### EXERCISE DETAILS
Output each entry in full so that the result matches the data exactly.
### DATA RECORDS
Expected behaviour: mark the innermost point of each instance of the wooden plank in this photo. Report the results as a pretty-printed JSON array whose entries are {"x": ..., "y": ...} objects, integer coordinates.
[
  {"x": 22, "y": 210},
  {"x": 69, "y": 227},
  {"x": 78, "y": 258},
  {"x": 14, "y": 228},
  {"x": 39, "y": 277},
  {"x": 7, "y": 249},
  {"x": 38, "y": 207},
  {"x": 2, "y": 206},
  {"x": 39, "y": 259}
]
######
### RESULT BELOW
Expected behaviour: mark the innermost point of each instance of the wooden plank in this photo. Report the results as a pretty-printed JSON array whose entries are {"x": ..., "y": ...} objects, integer coordinates.
[
  {"x": 22, "y": 210},
  {"x": 69, "y": 227},
  {"x": 78, "y": 258},
  {"x": 14, "y": 228},
  {"x": 39, "y": 277},
  {"x": 7, "y": 249},
  {"x": 38, "y": 207},
  {"x": 2, "y": 206},
  {"x": 39, "y": 259}
]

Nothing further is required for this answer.